• [Provided text]
Start of Block

AI

AI needs to perform differently for different industries

  • It's easy to think of AI as a monolithic technology, but different industries need it to function in different ways
  • In financial services, repeatable, traceable results are the name of the game
  • In healthcare, nuance is more helpful in accounting for patient differences

AWS RE:INVENT, LAS VEGAS: It seems like it would be a good thing to have an artificial intelligence (AI) model that spits out the same output for a given set of inputs. But that’s not always the case. It turns out that different industries don’t just need specialist models trained on their data, they also need those models to actually perform in different ways.

Two conversations at AWS re:Invent perfectly illustrate the range of demands AWS and others are trying to field when it comes to AI and model performance.

On one hand there is the no-nonsense crowd, a group that includes financial services titans like J.P. Morgan. The key for AI here is repeatable results, Jack Gibson, head of payments engineering, architecture and APIs for J.P. Morgan Payments told Fierce Network.

End of Block

• [Provided material]
Start of Block

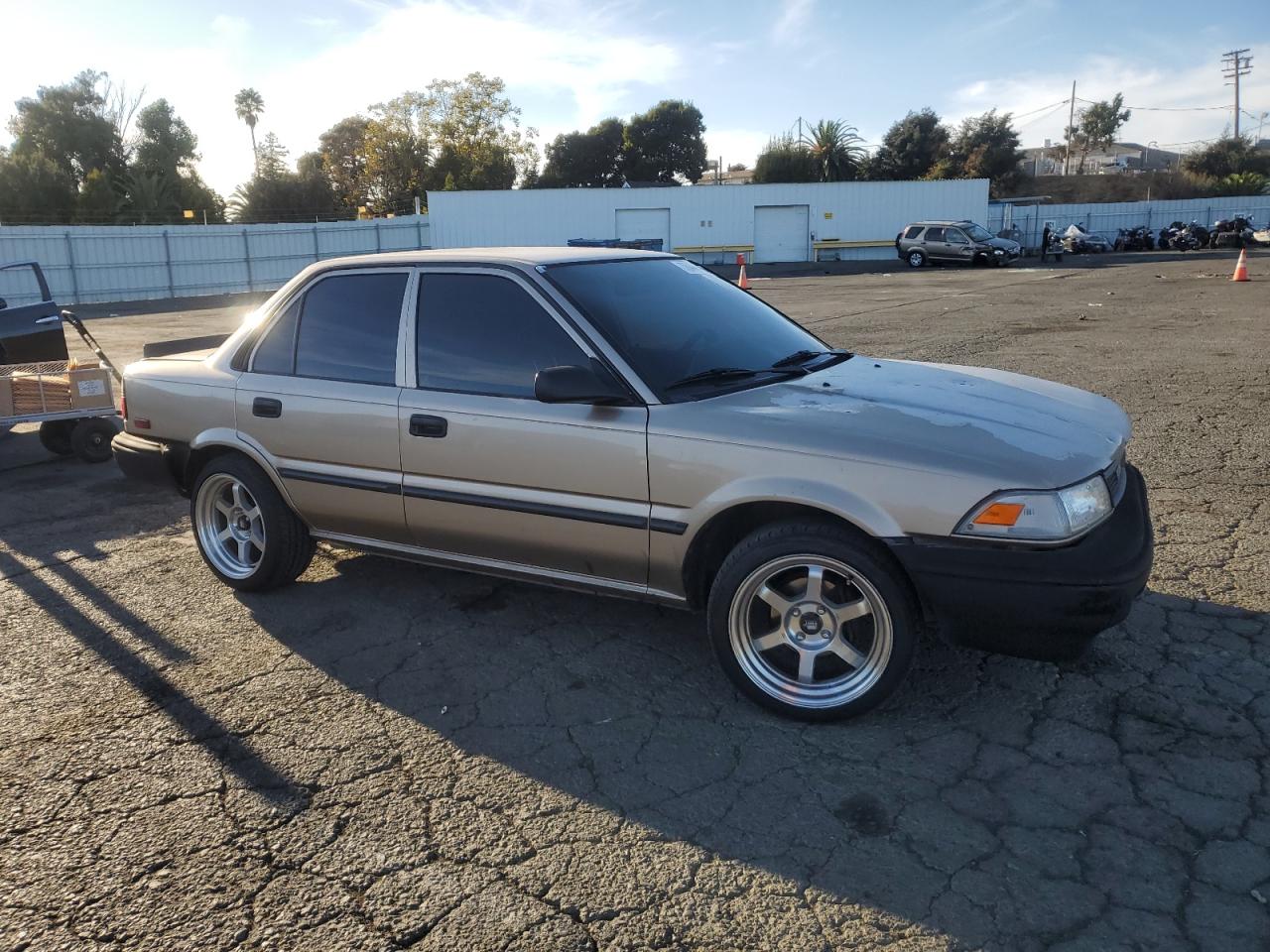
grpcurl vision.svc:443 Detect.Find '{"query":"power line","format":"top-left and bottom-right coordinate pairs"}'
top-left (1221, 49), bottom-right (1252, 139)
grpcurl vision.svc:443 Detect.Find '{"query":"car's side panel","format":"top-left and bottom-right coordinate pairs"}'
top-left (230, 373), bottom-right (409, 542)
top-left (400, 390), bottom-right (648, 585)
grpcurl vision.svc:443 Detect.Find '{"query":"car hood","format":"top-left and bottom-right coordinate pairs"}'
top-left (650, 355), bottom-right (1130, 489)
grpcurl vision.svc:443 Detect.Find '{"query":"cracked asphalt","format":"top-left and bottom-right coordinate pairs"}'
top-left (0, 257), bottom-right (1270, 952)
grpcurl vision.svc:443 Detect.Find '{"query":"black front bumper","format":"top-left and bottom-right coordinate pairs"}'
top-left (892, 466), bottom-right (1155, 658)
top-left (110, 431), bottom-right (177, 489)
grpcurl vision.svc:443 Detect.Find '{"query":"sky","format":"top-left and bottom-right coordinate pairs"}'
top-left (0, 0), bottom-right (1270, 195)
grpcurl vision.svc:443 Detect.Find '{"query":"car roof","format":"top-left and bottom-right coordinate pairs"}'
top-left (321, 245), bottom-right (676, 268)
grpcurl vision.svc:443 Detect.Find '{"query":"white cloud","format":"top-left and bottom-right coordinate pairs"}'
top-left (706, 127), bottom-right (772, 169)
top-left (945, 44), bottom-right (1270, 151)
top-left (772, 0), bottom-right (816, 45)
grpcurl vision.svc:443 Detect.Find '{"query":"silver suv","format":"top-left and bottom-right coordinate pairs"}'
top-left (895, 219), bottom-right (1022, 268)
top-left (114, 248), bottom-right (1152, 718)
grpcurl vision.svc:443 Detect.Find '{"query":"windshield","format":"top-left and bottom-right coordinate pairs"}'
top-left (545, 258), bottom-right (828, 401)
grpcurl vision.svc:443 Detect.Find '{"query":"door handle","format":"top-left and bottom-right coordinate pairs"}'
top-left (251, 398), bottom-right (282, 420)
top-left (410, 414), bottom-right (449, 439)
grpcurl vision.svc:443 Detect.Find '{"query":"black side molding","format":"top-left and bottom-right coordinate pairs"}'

End of Block

• [Work to complete]
[A] Return the passage from the article on AI across industries, starting at "Two conversations at" and ending at "and model performance.", copied exactly.
[B] In the article on AI across industries, what is Jack Gibson's role?

• [Answers provided]
[A]
Two conversations at AWS re:Invent perfectly illustrate the range of demands AWS and others are trying to field when it comes to AI and model performance.

[B] Head of payments engineering, architecture and APIs for J.P. Morgan Payments.